▸ Task brief: In full and without change, return each entry.
Study material section start
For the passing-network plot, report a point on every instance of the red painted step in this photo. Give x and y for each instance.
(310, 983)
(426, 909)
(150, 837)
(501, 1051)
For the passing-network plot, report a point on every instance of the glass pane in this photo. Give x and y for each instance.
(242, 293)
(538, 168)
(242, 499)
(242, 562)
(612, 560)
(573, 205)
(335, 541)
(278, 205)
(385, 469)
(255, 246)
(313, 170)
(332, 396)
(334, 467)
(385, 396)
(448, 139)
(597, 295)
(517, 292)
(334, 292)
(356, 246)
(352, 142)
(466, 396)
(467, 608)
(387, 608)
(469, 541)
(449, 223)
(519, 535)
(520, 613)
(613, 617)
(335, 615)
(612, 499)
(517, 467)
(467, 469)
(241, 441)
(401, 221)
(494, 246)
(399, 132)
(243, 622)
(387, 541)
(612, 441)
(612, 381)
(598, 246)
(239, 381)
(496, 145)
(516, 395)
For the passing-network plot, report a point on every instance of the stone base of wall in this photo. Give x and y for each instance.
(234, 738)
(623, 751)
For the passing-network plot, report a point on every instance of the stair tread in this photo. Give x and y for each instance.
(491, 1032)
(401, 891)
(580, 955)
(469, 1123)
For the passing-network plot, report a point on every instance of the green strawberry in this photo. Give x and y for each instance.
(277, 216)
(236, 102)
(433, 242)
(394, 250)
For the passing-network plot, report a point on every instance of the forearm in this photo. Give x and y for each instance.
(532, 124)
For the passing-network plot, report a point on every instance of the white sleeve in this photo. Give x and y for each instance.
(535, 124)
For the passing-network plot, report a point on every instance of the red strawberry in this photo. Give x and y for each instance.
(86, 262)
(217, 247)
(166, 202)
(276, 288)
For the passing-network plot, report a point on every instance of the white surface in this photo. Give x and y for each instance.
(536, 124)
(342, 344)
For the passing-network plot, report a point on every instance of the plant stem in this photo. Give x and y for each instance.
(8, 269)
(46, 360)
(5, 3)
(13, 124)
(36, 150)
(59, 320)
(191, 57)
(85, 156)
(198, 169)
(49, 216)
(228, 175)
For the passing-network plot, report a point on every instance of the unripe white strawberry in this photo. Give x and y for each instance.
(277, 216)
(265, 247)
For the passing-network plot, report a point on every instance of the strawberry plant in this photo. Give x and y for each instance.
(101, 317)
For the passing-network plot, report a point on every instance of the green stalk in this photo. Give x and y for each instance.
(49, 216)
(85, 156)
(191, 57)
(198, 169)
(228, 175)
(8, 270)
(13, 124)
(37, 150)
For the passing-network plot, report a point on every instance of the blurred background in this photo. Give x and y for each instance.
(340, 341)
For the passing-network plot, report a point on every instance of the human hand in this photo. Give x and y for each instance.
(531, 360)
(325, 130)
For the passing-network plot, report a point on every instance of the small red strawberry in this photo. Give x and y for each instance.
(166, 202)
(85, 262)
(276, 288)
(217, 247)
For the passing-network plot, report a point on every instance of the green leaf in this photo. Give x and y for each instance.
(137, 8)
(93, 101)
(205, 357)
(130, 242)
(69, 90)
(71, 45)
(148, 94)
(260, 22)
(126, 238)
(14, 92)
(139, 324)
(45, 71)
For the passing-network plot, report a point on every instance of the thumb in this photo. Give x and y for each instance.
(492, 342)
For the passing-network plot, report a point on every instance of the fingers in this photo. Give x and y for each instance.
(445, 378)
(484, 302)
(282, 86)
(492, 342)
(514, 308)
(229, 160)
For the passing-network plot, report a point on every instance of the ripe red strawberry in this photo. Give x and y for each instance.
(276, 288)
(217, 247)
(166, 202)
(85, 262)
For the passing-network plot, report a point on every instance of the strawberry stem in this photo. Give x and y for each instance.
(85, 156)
Study material section end
▸ Task response:
For the passing-network plot, report a point on every instance of the red painted step in this photo. Give x and y for each instance.
(310, 983)
(426, 909)
(150, 837)
(501, 1051)
For the passing-network plot, report a point on every instance of the glass pane in this photo. Give x and y for each instance.
(242, 293)
(538, 168)
(242, 499)
(242, 562)
(612, 560)
(573, 205)
(335, 541)
(278, 205)
(385, 469)
(255, 246)
(313, 170)
(332, 396)
(334, 467)
(385, 396)
(448, 139)
(597, 295)
(517, 292)
(334, 292)
(356, 246)
(352, 142)
(466, 396)
(467, 608)
(387, 608)
(469, 541)
(449, 223)
(519, 535)
(520, 613)
(613, 617)
(335, 615)
(612, 499)
(517, 467)
(467, 469)
(241, 441)
(401, 221)
(494, 246)
(399, 132)
(243, 622)
(387, 541)
(612, 441)
(612, 381)
(598, 246)
(239, 381)
(496, 145)
(516, 395)
For the passing-network plot, report a point on every instance of the stone base of wall in this photo. Give x and y for each instance.
(234, 738)
(623, 751)
For the passing-network plot, report a point on every instance of the stair tread in this photo. Give x and y for each instance.
(491, 1032)
(401, 891)
(580, 955)
(469, 1123)
For the passing-network plot, report a point on every instance of the green strawberry in this photo. Give x and y for each instance.
(277, 216)
(236, 102)
(433, 242)
(394, 250)
For the passing-network plot, report a point on every instance of the forearm in this photo. Give x and y for each instance.
(532, 124)
For the passing-network plot, report a point on every instance of the white sleeve in this photo. Give x and y for each instance.
(535, 124)
For the passing-network plot, report a point on every instance of the red strawberry in this photo. Give x and y for each instance.
(86, 262)
(217, 247)
(166, 202)
(276, 288)
For the passing-network plot, report a point on every instance of the white surface in this photo. Give x and y for each instance.
(536, 124)
(342, 344)
For the passing-network plot, report a point on every instance of the plant stem in this photo. Give x and y for each instance.
(8, 269)
(46, 360)
(5, 3)
(13, 124)
(36, 150)
(59, 320)
(191, 57)
(85, 156)
(198, 169)
(49, 216)
(228, 175)
For the passing-network plot, report a point on every instance of the unripe white strawberry in this photo. Give x and y for each instance.
(277, 216)
(265, 247)
For the passing-network plot, report a point on every instance of the strawberry plant in this photo. Give x and y for each instance.
(101, 317)
For the passing-network plot, report a point on every instance of the green stalk in this photo. Give x and y for each instance.
(49, 216)
(85, 156)
(191, 57)
(198, 169)
(228, 175)
(8, 270)
(13, 124)
(37, 150)
For the passing-network plot, report a point on every instance of the blurred background in this photo. Give x and y for each instance.
(340, 341)
For the passing-network plot, report a point on every instance of the human hand in this photo. Give x and y for each instance.
(531, 360)
(325, 130)
For the passing-network plot, report a point on every instance of the small red strawberry in this photo. Give x and y for each instance.
(166, 202)
(85, 262)
(276, 288)
(217, 247)
For the passing-network plot, report a point on every instance of the green leaf in this photo. Give x and y for each instance.
(137, 8)
(93, 101)
(205, 357)
(130, 242)
(69, 90)
(71, 45)
(148, 94)
(260, 22)
(126, 238)
(14, 92)
(139, 324)
(45, 71)
For the passing-network plot, report a point on every instance of the thumb in this photo. Give x and y for each instance.
(492, 342)
For the passing-network plot, report a point on every instance of the fingers in this photo. Give x and y for each instance.
(445, 378)
(484, 302)
(282, 86)
(492, 342)
(514, 308)
(229, 160)
For the passing-network plot, report a point on every instance of the ripe red strawberry in this photo. Give x and y for each instance.
(276, 288)
(217, 247)
(166, 202)
(85, 262)
For the passing-network plot, report a point on every instance of the strawberry stem in this photo. Give x and y for each instance.
(85, 156)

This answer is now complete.